### [RECORDS FOR THIS TASK]
--

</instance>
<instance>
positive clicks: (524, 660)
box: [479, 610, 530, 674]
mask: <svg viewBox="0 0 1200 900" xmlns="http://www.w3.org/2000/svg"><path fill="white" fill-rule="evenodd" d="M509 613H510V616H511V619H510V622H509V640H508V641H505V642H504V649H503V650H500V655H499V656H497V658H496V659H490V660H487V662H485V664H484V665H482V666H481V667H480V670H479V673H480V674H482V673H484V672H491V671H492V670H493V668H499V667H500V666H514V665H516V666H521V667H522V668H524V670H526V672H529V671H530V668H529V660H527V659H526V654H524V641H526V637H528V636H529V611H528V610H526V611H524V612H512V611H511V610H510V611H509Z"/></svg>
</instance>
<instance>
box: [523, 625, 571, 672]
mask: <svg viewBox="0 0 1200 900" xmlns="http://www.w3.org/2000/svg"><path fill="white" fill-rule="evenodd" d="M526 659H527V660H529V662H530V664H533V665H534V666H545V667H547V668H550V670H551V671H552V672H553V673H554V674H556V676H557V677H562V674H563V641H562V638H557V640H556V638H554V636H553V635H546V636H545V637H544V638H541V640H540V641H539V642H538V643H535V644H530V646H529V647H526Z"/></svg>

--

### [ASSIGNMENT]
Output all of the records above unchanged.

### [REPLY]
</instance>
<instance>
positive clicks: (524, 660)
box: [479, 610, 530, 674]
mask: <svg viewBox="0 0 1200 900" xmlns="http://www.w3.org/2000/svg"><path fill="white" fill-rule="evenodd" d="M509 613H510V616H511V619H510V622H509V640H508V641H505V642H504V649H503V650H500V655H499V656H497V658H496V659H490V660H487V662H485V664H484V665H482V666H481V667H480V670H479V673H480V674H482V673H484V672H491V671H492V670H493V668H499V667H500V666H514V665H516V666H521V667H522V668H524V670H526V672H529V671H530V668H529V660H527V659H526V654H524V641H526V637H528V636H529V611H528V610H526V611H524V612H512V611H511V610H510V611H509Z"/></svg>
</instance>
<instance>
box: [523, 625, 571, 672]
mask: <svg viewBox="0 0 1200 900" xmlns="http://www.w3.org/2000/svg"><path fill="white" fill-rule="evenodd" d="M526 659H527V660H529V662H530V664H533V665H534V666H545V667H547V668H550V670H551V671H552V672H553V673H554V674H556V676H557V677H562V674H563V641H562V638H557V640H556V638H554V636H553V635H546V636H545V637H544V638H541V640H540V641H539V642H538V643H535V644H530V646H529V647H526Z"/></svg>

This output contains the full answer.